-- start of GIVEN TEXT --

I say it was irrational because I’ve just seen “Graduation Day” (both parts), an excellent example of the wisdom of my anti-Angel instincts. Not only is Angel annoying in principle, he’s downright infuriating in practice. The boy is built like a Volvo with the personality to match. Ok, so some people like the 70’s neanderthal look - eyebrows that obscure your eyes are not the real issue here. There’s no accounting for taste, as I learned from Voyager, when people watching other UPN stations were seeing Cute Icheb while we poor folks within range of UPN38 were subjected to Butt-Ugly Icheb.

No, the real problem with everyone’s favorite poolboy is that he can’t act his way out of a paper bag. That’s fine if you’re a starship captain, but I’ve come to expect more from BtVS. As far as I could tell, Angel had one, petulant, expression, and it wasn’t very expressive at that. He sucked the life out of every scene he appeared in. How I wished Faith had gone for the heart…

Consider, if you will, the closing scene of “Graduation Day”, where Angel is (thank the gypsies) leaving. He stands off in the mist and aims his one, all-purpose, expression at Buffy. What the actor cannot convey is left to the mist and the imagination. Casablanca it’s not.

Compare and contrast the scene in “After Life” where Spike first sees the resurrected Buffy. There’s genuine affection in his expression, enough to hold the camera by himself, without mist. Spike has a personality. In fact, all the other characters have personality - it seems only Angel got a be a wet-blanket for free card.

Volvo-boy isn’t getting one from me.

After “After Life”

Thursday, December 6th, 2001

Wow. “After Life” was quite a show. My Joan/Randy fic is now fourth in line after the chip fic, the “Once More With Feeling” reprise fic (in beta) and the “After Life” episode addition. Fifth, if you count the original story I just started.

Brave New Pairing

Tuesday, December 4th, 2001

I really need to write a Joan/Randy fic, and here I am working on a Spike-blows-his-chip fic instead. “The Silent Movie of the Soul” is in beta.

Minion Shortage

Tuesday, December 4th, 2001

Let me make one thing clear: I’m not complaining about the lack of feedback, constructive, fawning or otherwise. I know it’s just a population problem - there aren’t enough minions to support all of us BOFQ’s in the manner to which we’d like to become accustomed. If we organized properly, put our best fic forward, advertised in search engines and all that, maybe we could tip the reader/writer scale back in the proper direction. I’ll just tack that onto the impossible dream, right after the ultimate all-fic all-fandom XML story archive.

BTW, my license finally arrived. I hate the picture.

Analogging

Monday, December 3rd, 2001

I finally got around to running my logs through Analog - it’s been over a month since I’ve done them. The DNS lookup alone took hours.

Logs are always a humbling experience. So many hits, so little feedback. For example, The Dance has gotten almost a hundred hits since I entered it in the Twelve Moons of JuPiter contest, and no feedback. None. Zero. Zip. Technically, that divides out to infinitely little feedback, but it’s pretty close to my running estimate, based on my logs, that I get one piece of email per hundred hits.

So maybe it just bites the big one, and not in a positive, vampiric sense of the phrase, right? Wrong. It’s probably the best thing B’Elanna the Canon-Correcting Muse ever wrote, it’s her most highly-decorated story, and it’s also, if I do say so myself, not half-bad.

-- end of GIVEN TEXT --

- [CHALLENGES]:
• 1. According to the blog text, how many hits has The Dance received since it was entered in the Twelve Moons of JuPiter contest?
• 2. Reproduce the entire dataset listing below verbatim, line by line, without any alteration.

-- start of ENTRIES --

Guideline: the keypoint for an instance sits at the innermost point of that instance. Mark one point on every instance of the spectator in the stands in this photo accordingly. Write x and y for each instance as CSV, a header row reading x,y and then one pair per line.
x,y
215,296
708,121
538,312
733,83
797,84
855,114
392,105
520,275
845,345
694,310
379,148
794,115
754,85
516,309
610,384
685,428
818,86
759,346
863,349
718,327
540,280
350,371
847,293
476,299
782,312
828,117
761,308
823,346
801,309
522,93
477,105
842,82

-- end of ENTRIES --

- [ANSWERS GIVEN]:
• 1. Almost a hundred hits.

• 2.
Guideline: the keypoint for an instance sits at the innermost point of that instance. Mark one point on every instance of the spectator in the stands in this photo accordingly. Write x and y for each instance as CSV, a header row reading x,y and then one pair per line.
x,y
215,296
708,121
538,312
733,83
797,84
855,114
392,105
520,275
845,345
694,310
379,148
794,115
754,85
516,309
610,384
685,428
818,86
759,346
863,349
718,327
540,280
350,371
847,293
476,299
782,312
828,117
761,308
823,346
801,309
522,93
477,105
842,82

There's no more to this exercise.